▶ _Problem description_
In full and word for word, copy the records that follow.

Given data section start

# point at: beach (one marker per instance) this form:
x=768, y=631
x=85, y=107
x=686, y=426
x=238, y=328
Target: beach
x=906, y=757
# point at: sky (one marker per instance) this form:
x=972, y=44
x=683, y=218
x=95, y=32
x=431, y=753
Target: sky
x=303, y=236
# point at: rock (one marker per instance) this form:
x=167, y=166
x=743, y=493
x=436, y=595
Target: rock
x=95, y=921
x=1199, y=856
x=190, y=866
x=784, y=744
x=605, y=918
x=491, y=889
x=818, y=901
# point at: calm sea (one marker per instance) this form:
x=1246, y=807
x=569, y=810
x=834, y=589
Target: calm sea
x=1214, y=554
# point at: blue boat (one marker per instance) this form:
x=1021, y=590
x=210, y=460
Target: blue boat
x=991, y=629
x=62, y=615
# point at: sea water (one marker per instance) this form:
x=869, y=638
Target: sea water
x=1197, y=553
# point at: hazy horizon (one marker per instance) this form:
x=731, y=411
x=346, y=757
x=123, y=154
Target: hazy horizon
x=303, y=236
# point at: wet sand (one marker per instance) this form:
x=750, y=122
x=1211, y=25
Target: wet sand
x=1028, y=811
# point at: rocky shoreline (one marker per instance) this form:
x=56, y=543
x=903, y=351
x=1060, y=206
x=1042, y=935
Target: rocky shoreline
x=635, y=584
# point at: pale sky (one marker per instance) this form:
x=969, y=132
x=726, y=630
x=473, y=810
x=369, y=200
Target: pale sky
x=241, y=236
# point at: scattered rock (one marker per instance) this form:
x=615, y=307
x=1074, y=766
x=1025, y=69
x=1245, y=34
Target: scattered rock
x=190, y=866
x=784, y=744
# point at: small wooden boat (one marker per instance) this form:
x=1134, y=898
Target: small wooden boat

Given data section end

▶ _Written response_
# point at: beach (one marker per instance) this form:
x=768, y=631
x=85, y=107
x=686, y=426
x=238, y=328
Target: beach
x=906, y=757
# point at: sky (one marker per instance) this form:
x=972, y=44
x=683, y=218
x=95, y=32
x=431, y=753
Target: sky
x=303, y=236
# point at: rock (one marker per instance) this form:
x=167, y=166
x=743, y=493
x=436, y=595
Target: rock
x=95, y=921
x=1199, y=856
x=190, y=866
x=784, y=744
x=605, y=918
x=491, y=889
x=818, y=901
# point at: calm sea (one marker per instance) this form:
x=1246, y=807
x=569, y=810
x=834, y=589
Target: calm sea
x=1214, y=554
# point at: blue boat (one marker per instance) this form:
x=1021, y=590
x=210, y=460
Target: blue boat
x=991, y=629
x=62, y=615
# point at: sea water (one marker per instance) this form:
x=869, y=638
Target: sea water
x=1197, y=553
# point at: hazy horizon (one marker per instance) this form:
x=731, y=411
x=346, y=757
x=123, y=154
Target: hazy horizon
x=303, y=236
# point at: wet sand (one marker per instance) this form:
x=750, y=122
x=1211, y=25
Target: wet sand
x=1028, y=811
# point at: rocky shoreline (one marker per instance) this form:
x=56, y=543
x=903, y=351
x=1060, y=206
x=1042, y=935
Target: rocky shoreline
x=635, y=584
# point at: pale sky (one marker per instance) this form:
x=969, y=132
x=726, y=630
x=473, y=810
x=369, y=200
Target: pale sky
x=241, y=236
# point at: scattered rock (one marker per instance) this form:
x=615, y=307
x=1074, y=766
x=1025, y=69
x=1245, y=34
Target: scattered rock
x=190, y=866
x=784, y=744
# point at: small wooden boat (one marker per instance) this form:
x=1134, y=898
Target: small wooden boat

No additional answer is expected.